◆ EXTRAIT ◆
··········

Quatre ans après ses exploits légendaires qui ont offert le titre mondial à l'Argentine en 1986, Diego Maradona revient pour la Coupe du monde en Italie avec la ferme intention de faire le doublé. Même en étant moins flamboyant, malgré quelques coups d'éclat, il emmène encore son équipe en finale. Une finale qu'il perd de peu...

Quand l’équipe d’Argentine installe ses quartiers d’été à Trigoria, le centre d’entraînement de l’AS Roma, Diego fait aussitôt du Maradona : il gare ses deux Ferrari, une noire et une rouge, sur le parking du camp de base de l’Albiceleste… Preuve que, même durant une Coupe du monde, le Pibe ne dévie en rien de l’existence fast & furious qu’il tentera pourtant de dissimuler dans son autobiographie Yo soy el Diego en se dépeignant comme un coéquipier sage et discipliné. Dans son livre Maradona (éditions Hugo), Alexandre Juillard évoquera plutôt les virées nocturnes romaines avec son impayable ami et agent Guillermo Coppola, que l’on soupçonne alors d’être agrémentées de cocaïne. Addiction que « Marado » partage avec trois autres sélectionnés, Caniggia, Batista et Serrizuela ! Mais comme les 238 contrôles antidopage effectués durant le mondial 1990 se révéleront tous négatifs… Au moment d’aborder sa troisième Coupe du monde, Maradona s’est préparé comme jamais, surmotivé à l’idée de conserver un titre acquis quatre ans plus tôt au Mexique. Sauf que… À presque 30 ans, El Capitan sort d’une énième saison éprouvante achevée sur un titre glorieux de champion d’Italie avec le Napoli. Après le Mexique 1986, il a encore énormément donné à l’Albiceleste en allant au pays, puis au Brésil disputer deux Copa América 1987 et 1989 décevantes alors qu’il était malade puis blessé.

··········

◆ Éléments de données ◆
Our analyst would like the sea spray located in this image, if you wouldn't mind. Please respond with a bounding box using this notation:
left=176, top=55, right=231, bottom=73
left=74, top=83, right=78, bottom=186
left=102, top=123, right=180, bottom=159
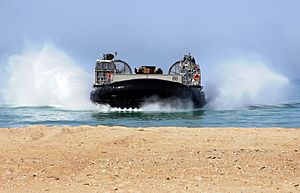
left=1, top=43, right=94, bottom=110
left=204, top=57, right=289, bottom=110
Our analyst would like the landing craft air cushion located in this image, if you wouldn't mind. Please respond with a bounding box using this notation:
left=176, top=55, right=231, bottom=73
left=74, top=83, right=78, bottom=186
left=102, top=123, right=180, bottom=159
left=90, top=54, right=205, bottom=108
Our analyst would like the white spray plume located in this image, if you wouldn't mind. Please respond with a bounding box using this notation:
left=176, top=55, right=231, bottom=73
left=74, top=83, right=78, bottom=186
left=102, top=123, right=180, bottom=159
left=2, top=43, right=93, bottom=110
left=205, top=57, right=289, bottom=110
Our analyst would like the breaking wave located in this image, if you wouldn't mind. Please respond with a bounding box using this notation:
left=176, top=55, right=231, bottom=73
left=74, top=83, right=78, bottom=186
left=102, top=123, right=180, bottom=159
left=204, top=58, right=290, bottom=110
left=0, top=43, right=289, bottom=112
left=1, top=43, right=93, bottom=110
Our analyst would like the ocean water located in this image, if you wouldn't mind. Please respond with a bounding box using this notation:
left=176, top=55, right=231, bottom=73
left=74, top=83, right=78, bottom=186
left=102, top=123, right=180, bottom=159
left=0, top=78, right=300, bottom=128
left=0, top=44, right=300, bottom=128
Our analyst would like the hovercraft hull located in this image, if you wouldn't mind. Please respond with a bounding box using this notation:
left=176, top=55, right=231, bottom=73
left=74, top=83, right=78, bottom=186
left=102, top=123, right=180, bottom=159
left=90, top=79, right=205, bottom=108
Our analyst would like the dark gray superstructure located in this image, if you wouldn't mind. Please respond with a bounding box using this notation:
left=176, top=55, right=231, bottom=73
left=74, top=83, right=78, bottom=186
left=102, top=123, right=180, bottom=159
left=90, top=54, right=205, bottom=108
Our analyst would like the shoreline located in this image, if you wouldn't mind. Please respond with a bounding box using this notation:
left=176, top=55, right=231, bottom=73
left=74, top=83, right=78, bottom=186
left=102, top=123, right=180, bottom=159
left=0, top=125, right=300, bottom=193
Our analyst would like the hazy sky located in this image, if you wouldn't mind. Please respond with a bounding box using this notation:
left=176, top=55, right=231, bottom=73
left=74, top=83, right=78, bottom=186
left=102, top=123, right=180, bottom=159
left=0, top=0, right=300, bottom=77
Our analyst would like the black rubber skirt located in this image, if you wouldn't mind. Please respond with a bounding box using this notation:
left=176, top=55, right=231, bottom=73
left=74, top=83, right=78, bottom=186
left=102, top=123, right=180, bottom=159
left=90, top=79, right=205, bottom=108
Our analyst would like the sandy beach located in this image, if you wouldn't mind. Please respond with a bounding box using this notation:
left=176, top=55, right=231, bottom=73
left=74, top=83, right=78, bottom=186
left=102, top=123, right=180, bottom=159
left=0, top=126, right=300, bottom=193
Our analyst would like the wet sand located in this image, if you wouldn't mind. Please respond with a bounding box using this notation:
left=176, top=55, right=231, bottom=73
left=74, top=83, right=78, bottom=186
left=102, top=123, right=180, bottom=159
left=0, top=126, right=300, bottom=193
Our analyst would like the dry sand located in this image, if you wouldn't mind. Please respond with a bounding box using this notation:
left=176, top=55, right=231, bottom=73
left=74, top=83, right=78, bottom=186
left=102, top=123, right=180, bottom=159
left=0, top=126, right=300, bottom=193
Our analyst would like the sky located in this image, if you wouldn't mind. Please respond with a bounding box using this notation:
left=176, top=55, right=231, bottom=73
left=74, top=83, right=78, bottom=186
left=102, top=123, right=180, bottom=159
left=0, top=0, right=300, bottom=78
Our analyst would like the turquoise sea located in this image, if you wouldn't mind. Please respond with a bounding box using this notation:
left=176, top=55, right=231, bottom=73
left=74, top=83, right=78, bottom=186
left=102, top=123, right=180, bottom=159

··········

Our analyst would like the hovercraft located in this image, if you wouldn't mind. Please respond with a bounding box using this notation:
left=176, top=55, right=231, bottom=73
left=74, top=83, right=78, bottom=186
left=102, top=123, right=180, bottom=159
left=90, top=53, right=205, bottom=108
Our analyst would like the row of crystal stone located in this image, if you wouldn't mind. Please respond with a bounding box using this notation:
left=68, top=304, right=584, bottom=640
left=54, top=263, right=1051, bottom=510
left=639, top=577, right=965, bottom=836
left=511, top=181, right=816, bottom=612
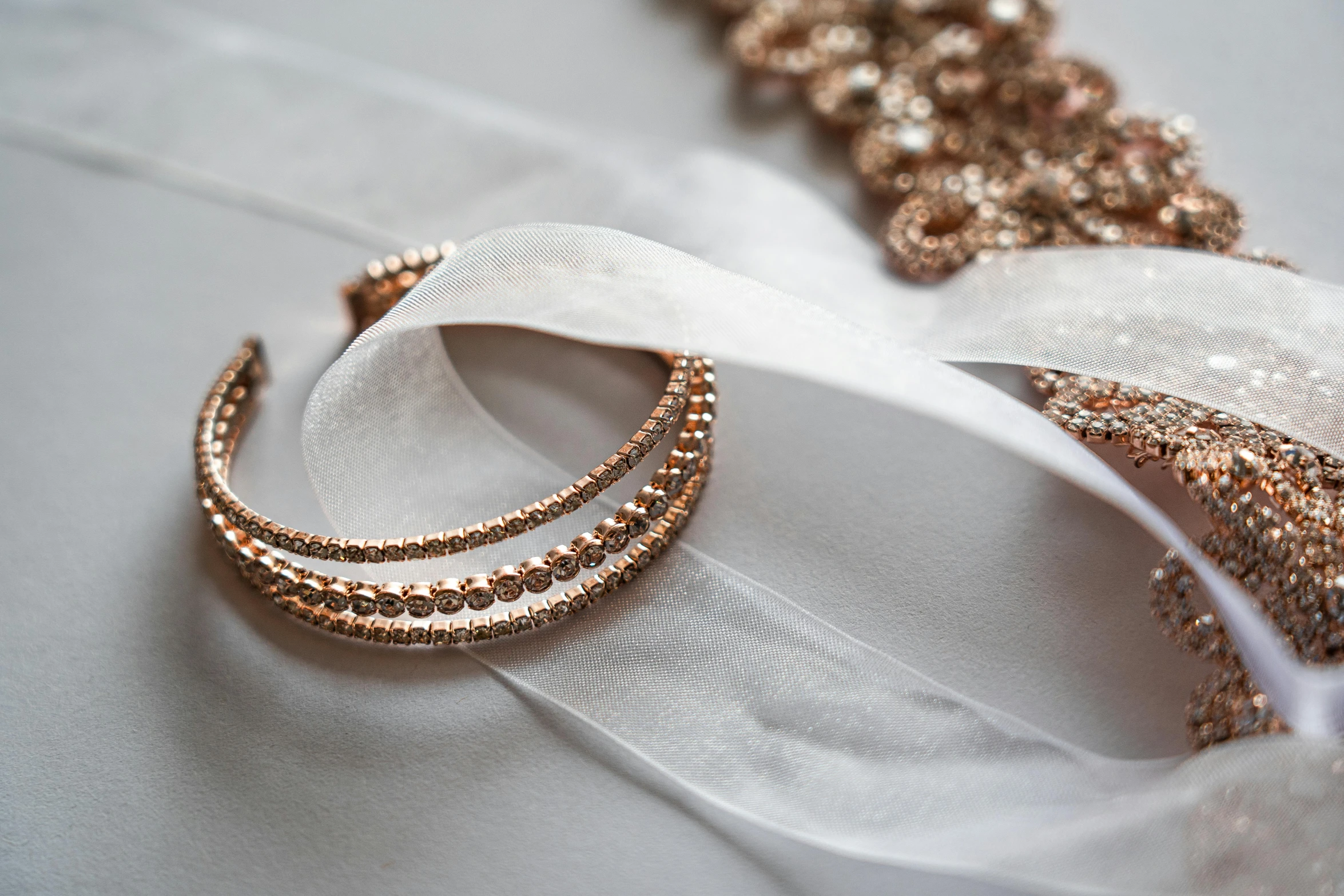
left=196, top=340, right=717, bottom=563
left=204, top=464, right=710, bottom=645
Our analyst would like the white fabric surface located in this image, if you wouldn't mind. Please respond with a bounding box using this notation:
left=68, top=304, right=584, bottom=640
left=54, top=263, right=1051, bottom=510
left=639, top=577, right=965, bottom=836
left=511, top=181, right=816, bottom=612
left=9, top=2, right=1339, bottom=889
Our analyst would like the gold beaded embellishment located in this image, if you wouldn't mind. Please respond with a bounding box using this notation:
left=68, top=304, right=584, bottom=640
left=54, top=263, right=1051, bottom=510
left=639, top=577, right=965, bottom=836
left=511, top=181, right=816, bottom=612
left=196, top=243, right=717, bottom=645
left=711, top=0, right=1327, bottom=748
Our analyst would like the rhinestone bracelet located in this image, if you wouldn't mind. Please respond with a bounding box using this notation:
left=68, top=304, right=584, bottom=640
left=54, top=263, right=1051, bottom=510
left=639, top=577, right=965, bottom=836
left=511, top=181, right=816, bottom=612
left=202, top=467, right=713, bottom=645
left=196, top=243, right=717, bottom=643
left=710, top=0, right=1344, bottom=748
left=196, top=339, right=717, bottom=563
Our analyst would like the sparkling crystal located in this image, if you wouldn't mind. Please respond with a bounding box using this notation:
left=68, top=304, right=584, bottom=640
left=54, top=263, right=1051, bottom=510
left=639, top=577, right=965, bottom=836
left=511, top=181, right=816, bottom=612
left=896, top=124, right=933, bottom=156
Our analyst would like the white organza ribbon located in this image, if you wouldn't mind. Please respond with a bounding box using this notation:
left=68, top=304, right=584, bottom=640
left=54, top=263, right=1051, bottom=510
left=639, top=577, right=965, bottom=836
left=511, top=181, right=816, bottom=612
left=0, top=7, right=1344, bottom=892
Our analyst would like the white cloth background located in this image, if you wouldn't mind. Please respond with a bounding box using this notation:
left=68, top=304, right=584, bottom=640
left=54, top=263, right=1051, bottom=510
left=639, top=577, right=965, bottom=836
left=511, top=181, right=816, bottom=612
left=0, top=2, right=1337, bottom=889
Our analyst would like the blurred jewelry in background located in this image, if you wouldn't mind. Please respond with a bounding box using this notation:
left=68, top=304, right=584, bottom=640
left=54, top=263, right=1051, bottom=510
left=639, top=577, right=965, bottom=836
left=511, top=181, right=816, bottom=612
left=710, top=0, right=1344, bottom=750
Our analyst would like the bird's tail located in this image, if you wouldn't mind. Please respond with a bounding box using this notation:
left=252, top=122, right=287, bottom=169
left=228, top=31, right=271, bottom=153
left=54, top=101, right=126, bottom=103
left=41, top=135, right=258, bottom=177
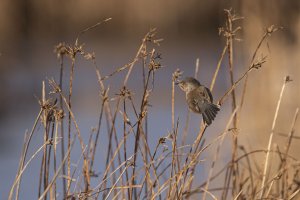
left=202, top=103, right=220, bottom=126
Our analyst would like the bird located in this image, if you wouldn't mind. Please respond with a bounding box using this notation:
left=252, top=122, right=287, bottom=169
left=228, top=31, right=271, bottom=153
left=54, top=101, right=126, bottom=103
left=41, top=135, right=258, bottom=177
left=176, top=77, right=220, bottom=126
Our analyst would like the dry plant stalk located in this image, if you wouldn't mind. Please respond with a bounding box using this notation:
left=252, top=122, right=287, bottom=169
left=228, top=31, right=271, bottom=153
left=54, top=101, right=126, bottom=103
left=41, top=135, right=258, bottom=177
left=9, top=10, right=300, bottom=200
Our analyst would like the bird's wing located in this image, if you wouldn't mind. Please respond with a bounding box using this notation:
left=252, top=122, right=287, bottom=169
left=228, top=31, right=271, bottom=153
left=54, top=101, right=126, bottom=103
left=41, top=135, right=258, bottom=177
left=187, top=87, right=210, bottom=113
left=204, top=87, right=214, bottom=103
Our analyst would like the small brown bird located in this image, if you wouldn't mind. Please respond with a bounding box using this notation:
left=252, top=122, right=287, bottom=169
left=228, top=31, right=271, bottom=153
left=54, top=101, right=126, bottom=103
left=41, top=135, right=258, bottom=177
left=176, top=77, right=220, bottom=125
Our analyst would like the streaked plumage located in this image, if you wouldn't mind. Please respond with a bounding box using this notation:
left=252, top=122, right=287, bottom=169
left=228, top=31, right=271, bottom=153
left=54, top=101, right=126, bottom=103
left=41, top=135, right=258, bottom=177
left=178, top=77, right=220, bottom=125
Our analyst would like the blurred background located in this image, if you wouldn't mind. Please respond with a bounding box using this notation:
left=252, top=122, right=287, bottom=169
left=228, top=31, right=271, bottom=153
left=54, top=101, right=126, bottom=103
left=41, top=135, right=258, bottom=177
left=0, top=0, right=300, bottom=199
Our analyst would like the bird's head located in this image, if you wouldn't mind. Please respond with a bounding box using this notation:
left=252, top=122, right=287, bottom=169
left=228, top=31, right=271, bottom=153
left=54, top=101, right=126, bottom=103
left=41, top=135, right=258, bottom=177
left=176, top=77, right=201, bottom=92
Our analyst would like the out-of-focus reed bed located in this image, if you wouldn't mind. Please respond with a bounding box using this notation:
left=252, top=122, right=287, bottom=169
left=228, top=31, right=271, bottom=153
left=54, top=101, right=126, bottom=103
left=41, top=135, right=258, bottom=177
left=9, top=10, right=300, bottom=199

··········

◆ LISTE DES TÂCHES ◆
#1 Recopiez à l'identique le passage de l'extrait compris entre « Quatre ans après » et « perd de peu... », bornes incluses.
#2 D'après l'extrait, où l'équipe d'Argentine installe-t-elle ses quartiers d'été ?
#3 Pour chacune des affirmations suivantes, indiquez par oui ou par non si elle concorde avec l'extrait, en citant les mots décisifs : (a) Maradona gare une Ferrari noire et une Ferrari rouge sur le parking du camp de base ; (b) l'un des contrôles antidopage du mondial 1990 s'est révélé positif ; (c) Maradona a terminé sa saison sur un titre de champion d'Italie avec le Napoli.
Les enregistrements constituent un matériau distinct, sans rapport avec l'extrait.

◆ LES RÉPONSES ◆
#1
Quatre ans après ses exploits légendaires qui ont offert le titre mondial à l'Argentine en 1986, Diego Maradona revient pour la Coupe du monde en Italie avec la ferme intention de faire le doublé. Même en étant moins flamboyant, malgré quelques coups d'éclat, il emmène encore son équipe en finale. Une finale qu'il perd de peu...

#2 À Trigoria, le centre d'entraînement de l'AS Roma.

#3
(a) Oui : « il gare ses deux Ferrari, une noire et une rouge, sur le parking du camp de base de l’Albiceleste ».
(b) Non : « les 238 contrôles antidopage effectués durant le mondial 1990 se révéleront tous négatifs ».
(c) Oui : « achevée sur un titre glorieux de champion d’Italie avec le Napoli ».